GIVEN TASK —
Rewrite the stretch from the line containing "[trace] entrance canopy" through the line containing "[[[102,23],[71,38],[141,55],[140,11]]]", with "canopy" replaced by "awning" and nothing else changed.

** START DATASET **

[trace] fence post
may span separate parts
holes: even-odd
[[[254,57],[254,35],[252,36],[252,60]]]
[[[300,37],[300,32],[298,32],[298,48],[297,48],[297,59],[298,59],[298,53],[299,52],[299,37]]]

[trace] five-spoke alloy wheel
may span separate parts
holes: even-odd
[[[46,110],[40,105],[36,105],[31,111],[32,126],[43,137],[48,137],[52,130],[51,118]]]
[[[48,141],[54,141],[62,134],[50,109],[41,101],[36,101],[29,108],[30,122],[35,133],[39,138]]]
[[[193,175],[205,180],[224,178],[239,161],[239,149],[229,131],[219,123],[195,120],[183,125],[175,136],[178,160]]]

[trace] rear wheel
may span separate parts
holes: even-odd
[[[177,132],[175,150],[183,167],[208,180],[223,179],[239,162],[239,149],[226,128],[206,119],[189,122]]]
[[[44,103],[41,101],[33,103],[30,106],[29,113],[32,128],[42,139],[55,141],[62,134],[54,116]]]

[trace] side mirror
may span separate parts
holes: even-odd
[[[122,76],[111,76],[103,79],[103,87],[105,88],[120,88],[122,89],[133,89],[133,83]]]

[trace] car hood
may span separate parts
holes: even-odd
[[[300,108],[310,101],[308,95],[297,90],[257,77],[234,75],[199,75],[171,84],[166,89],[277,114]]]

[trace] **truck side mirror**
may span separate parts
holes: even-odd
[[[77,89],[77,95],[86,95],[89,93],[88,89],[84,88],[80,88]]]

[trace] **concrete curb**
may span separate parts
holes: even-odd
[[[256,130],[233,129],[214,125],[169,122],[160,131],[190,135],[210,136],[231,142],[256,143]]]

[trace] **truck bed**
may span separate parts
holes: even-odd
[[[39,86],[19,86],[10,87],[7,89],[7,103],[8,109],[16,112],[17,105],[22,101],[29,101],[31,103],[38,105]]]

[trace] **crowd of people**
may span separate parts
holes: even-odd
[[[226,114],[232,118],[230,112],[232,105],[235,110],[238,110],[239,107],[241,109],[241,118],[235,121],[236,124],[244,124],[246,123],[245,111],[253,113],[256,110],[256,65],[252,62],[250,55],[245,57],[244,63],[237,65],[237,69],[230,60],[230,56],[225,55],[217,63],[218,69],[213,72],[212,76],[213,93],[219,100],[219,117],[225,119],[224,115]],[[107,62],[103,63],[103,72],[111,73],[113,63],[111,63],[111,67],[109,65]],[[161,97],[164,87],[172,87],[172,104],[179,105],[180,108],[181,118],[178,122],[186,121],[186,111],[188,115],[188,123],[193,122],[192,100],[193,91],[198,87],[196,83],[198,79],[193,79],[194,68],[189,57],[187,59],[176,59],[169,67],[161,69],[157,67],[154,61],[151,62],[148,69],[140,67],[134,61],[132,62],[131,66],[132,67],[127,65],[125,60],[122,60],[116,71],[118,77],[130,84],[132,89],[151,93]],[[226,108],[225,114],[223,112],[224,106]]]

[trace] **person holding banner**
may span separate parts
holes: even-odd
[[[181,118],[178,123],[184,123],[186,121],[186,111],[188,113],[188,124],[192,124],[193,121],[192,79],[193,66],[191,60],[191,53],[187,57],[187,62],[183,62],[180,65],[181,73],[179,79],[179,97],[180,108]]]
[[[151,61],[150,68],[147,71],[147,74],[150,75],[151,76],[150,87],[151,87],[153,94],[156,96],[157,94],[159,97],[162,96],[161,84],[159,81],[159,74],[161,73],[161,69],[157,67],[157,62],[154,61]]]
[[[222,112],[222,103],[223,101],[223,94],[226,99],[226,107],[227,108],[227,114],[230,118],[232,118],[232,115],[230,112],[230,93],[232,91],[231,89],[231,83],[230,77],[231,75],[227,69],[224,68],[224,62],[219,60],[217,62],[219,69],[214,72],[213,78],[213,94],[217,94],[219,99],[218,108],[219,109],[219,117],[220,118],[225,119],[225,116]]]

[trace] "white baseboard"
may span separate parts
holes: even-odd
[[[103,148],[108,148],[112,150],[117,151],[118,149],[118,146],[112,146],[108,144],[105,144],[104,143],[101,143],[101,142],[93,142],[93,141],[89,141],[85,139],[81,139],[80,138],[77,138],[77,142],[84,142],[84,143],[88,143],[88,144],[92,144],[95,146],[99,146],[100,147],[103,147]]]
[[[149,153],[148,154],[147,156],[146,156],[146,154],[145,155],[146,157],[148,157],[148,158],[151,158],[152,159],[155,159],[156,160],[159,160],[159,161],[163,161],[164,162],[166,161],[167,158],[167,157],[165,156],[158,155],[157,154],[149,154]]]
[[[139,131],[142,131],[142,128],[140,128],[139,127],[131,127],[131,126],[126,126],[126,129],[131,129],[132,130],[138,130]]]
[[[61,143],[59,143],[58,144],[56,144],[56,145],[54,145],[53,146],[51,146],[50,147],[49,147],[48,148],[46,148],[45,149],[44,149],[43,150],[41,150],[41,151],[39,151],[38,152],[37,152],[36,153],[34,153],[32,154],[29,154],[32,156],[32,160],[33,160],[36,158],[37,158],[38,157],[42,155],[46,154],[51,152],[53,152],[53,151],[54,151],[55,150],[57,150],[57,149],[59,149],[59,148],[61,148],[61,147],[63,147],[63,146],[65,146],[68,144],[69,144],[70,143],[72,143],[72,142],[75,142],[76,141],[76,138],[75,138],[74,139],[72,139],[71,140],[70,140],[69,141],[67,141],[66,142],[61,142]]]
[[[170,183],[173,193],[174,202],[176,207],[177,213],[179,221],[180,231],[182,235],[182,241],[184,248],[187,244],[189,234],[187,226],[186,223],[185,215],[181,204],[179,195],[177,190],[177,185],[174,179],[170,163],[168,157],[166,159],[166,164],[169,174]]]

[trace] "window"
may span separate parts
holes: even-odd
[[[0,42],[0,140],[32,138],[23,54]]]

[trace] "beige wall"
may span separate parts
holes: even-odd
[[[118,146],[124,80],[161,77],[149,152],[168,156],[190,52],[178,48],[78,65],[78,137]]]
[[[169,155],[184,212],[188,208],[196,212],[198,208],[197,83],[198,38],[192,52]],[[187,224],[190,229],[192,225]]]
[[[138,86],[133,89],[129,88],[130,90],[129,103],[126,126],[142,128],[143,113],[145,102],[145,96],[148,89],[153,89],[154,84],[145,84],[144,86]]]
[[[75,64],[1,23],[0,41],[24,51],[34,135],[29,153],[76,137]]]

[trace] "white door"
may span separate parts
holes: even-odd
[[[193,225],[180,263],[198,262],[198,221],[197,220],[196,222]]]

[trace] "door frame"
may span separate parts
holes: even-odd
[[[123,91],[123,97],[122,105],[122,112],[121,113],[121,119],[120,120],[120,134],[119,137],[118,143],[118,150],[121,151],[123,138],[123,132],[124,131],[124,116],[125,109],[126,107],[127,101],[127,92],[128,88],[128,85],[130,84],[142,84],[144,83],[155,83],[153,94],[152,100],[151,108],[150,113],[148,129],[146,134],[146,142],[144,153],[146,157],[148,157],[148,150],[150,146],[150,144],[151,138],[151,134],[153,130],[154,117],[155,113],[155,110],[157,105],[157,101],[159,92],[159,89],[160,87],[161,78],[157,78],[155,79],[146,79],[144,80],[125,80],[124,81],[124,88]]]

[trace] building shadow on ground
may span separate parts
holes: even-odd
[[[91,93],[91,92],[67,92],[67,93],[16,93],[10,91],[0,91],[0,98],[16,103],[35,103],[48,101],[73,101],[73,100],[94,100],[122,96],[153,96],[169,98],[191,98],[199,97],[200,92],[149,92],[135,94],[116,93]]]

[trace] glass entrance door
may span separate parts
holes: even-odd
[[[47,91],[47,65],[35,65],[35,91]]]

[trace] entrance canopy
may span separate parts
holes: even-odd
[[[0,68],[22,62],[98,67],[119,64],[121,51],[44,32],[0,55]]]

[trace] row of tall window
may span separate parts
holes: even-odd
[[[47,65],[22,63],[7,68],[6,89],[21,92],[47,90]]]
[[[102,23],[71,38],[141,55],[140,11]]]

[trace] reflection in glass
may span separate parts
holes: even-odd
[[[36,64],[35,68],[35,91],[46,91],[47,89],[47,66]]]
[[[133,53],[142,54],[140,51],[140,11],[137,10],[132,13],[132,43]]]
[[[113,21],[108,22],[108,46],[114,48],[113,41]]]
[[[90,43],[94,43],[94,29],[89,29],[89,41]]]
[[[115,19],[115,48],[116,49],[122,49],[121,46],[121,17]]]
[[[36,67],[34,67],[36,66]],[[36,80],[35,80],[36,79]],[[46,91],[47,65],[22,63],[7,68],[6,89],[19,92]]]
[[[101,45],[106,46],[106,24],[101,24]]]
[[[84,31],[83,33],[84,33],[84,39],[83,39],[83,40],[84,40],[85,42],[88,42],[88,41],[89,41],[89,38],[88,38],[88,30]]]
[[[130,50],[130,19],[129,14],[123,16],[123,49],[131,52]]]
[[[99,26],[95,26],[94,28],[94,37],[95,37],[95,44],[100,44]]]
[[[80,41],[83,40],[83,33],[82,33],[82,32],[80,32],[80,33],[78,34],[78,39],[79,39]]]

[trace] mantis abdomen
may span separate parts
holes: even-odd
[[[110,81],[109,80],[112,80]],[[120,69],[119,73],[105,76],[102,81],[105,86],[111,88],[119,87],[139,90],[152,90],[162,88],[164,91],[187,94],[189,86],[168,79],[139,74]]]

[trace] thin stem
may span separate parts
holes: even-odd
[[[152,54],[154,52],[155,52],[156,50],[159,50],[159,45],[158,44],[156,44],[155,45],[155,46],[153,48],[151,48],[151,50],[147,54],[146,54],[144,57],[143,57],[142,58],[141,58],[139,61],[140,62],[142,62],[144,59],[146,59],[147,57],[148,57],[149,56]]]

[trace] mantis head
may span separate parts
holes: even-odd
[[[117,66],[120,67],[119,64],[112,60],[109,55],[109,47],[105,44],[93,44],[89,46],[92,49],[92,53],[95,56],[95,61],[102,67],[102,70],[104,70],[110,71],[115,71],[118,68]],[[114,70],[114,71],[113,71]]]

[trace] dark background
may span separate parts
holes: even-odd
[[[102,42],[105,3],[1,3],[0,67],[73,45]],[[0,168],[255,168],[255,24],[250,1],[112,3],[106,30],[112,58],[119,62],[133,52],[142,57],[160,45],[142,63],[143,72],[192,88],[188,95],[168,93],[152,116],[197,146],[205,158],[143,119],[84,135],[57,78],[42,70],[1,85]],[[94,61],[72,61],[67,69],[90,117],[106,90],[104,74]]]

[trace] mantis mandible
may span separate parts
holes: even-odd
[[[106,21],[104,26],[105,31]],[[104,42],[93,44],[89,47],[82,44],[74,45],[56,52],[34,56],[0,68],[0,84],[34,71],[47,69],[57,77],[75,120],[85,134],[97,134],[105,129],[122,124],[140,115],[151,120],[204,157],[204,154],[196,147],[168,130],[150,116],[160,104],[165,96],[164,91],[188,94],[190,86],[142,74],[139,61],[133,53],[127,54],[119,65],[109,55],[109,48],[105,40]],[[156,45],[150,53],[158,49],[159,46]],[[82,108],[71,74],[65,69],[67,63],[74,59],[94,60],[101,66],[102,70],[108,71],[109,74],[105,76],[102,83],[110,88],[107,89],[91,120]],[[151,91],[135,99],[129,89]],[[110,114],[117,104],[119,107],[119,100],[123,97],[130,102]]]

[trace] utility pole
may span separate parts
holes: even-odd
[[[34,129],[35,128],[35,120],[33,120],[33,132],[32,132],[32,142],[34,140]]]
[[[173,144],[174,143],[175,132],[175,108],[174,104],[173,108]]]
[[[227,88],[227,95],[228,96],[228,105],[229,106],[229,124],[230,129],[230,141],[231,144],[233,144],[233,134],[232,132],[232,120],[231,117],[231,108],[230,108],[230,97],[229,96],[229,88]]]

** END DATASET **

REPLY TO THE TASK —
[trace] entrance awning
may span separate parts
holes: even-odd
[[[0,68],[22,62],[98,67],[119,64],[121,51],[44,32],[0,55]]]

[trace] row of tall window
may span separate parts
holes: even-odd
[[[47,65],[22,63],[7,68],[6,89],[21,92],[47,90]]]
[[[102,23],[71,38],[141,55],[140,11]]]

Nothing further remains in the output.